_Prompt 1:_ In the Kubernetes transcoding text below, list every variable name that the start.sh script assigns at the top level, before the function definition.

_Document passage:_

File: transcoding.yaml


For example, the above YAML file requests one Intel GPU for the video transcoding job with the following configuration. Kubernetes then deploys the job only to the worker node with GPU capability in the cluster:

       ...
       resources:
          limits:
            gpu.intel.com/i915: 1
       ...


In this transcoding job example, the pre-integrated container image from the Media Reference Stack [7] is used to leverage the hardware codecs on Intel platforms. Since the job is scheduled on an Intel GPU-capable node to run an ephemeral container, the video source files are provided separately by a NFS server outside of the cluster through a Kubernetes Persistent Volume:

kind: StorageClass
apiVersion: storage.k8s.io/v1
metadata:
  name: sc-cdn
provisioner: kubernetes.io/no-provisioner
volumeBindingMode: WaitForFirstConsumer

---
kind: PersistentVolume
apiVersion: v1
metadata:
  name: pv-nfs
spec:
  storageClassName: sc-cdn
  capacity:
    storage: 10Gi
  accessModes:
  - ReadOnlyMany
  persistentVolumeReclaimPolicy: Retain
  nfs:
    server: <IP address of NFS server>
    path: <Exposed path in the NFS server e.g. /mnt/nfs>

File: pv.yaml


Set up a NFS server that exposes a directory /clips/ containing *.mp4 video clips to be delivered, and creates a script /bin/start.sh with the following content to instruct the ffmpeg program to transcode the video clips in high (6000kb) and low (3000kb) bitrates:
 

#!/bin/bash

RTMP_SERVER=svc-nginx-rtmp
RTMP_ENDPOINT='live'
STREAM_NAME='my-video'
VARIANT_HI_MAXRATE=6000k
VARIANT_HI_VWIDTH=1920
VARIANT_LO_MAXRATE=3000k
VARIANT_LO_VWIDTH=1280

function streaming_file {
    local file=$1
    echo "Start streaming $file ..."

    local render_device=''
    local vendor_id=''
    for i in $(seq 128 255); do
        if [ -c "/dev/dri/renderD$i" ]; then
            vendor_id=$(cat "/sys/class/drm/renderD$i/device/vendor")
            if [ "$vendor_id" = '0x8086' ]; then
                # Intel GPU found
                render_device="/dev/dri/renderD$i"
                break
            fi
        fi
    done

    local o_hwaccel=''
    local o_audio='-map a:0 -c:a aac -ac 2'
    local o_decode='-c:v h264'
    local o_encode='-c:v libx264'
    local o_scaler='-vf scale'
    if [ "$render_device" != "" ]; then
        # Use hardware codec if available
        o_hwaccel="-hwaccel qsv -qsv_device $render_device"
        o_decode='-c:v h264_qsv'
        o_encode='-c:v h264_qsv'
        o_scaler='-vf scale_qsv'
    fi

    local o_variant_hi="-maxrate:v $VARIANT_HI_MAXRATE"
    local o_variant_lo="-maxrate:v $VARIANT_LO_MAXRATE"
    local width=''
    width=$(ffprobe -v error -select_streams v:0 -show_entries stream=width -of default=nw=1 "$file")

_Prompt 2:_ Count the lines of the records below that contain the string "roadside", and give only the number.

_Dataset entries:_
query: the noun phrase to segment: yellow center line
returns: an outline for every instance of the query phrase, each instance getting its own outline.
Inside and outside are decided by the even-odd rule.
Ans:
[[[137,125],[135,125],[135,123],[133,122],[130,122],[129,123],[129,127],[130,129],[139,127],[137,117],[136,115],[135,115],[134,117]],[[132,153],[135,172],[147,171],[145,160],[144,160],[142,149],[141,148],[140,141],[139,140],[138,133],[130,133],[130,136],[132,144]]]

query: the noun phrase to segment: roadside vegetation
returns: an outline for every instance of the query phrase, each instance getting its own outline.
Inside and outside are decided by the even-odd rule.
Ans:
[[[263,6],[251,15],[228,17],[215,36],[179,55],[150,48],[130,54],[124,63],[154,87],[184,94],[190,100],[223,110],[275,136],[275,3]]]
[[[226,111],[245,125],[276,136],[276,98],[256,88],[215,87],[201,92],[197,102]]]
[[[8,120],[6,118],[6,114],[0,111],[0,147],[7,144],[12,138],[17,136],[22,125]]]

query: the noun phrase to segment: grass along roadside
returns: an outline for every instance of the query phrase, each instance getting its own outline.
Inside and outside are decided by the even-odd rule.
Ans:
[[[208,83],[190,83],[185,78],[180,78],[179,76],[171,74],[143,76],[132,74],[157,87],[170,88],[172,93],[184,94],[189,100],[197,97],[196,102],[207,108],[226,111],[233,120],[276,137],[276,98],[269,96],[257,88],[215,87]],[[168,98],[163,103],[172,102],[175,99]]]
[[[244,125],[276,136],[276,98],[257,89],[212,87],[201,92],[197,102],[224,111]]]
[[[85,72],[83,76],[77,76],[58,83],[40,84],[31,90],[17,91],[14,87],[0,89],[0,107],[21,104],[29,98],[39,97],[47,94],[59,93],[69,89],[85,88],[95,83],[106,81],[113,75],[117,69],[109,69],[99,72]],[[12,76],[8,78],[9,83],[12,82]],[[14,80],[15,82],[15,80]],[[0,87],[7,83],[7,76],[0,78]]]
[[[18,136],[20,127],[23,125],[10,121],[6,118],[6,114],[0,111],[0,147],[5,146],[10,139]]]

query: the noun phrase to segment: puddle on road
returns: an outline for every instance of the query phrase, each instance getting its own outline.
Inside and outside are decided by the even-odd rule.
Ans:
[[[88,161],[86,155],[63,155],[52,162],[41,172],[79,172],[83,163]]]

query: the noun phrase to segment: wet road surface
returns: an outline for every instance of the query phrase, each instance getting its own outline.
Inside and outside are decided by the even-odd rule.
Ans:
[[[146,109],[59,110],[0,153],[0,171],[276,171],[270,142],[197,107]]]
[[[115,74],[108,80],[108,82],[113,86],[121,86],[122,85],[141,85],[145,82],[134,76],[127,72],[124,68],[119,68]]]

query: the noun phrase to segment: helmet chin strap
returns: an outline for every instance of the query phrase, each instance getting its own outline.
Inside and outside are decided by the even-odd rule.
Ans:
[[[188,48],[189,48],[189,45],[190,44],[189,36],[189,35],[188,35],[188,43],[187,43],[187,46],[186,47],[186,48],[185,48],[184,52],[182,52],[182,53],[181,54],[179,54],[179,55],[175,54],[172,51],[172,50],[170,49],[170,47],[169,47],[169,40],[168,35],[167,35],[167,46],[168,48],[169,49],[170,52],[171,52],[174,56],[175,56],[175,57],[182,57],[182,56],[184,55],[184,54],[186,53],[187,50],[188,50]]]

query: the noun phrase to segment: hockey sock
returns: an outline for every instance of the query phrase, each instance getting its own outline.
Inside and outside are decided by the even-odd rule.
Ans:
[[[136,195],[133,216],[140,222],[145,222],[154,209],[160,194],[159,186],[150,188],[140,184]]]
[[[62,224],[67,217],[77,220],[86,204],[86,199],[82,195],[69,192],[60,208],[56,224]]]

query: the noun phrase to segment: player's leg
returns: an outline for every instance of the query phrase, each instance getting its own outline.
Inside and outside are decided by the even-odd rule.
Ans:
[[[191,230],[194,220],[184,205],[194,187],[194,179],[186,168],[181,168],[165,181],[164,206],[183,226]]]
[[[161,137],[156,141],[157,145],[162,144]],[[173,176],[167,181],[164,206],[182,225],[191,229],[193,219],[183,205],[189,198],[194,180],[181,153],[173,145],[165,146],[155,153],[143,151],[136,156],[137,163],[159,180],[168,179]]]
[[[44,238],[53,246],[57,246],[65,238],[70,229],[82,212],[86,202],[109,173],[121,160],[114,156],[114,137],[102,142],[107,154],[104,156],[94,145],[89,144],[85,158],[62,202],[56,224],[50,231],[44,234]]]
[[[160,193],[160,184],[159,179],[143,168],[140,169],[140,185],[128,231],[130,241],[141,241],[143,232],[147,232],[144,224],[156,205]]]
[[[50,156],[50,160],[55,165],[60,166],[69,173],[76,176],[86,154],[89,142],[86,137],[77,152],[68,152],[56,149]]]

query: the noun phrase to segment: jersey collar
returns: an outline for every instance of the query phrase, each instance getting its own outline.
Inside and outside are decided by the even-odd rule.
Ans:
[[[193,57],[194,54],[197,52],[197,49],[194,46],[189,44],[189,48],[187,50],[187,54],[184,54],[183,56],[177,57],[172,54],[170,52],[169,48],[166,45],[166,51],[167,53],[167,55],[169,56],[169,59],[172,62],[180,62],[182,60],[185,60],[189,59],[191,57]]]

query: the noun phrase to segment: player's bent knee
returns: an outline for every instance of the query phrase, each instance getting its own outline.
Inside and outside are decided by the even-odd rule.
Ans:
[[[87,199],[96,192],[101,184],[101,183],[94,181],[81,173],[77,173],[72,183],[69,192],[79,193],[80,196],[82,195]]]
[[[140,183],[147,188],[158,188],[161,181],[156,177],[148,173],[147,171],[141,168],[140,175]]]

_Written solution 1:_ RTMP_SERVER, RTMP_ENDPOINT, STREAM_NAME, VARIANT_HI_MAXRATE, VARIANT_HI_VWIDTH, VARIANT_LO_MAXRATE, VARIANT_LO_VWIDTH

_Written solution 2:_ 2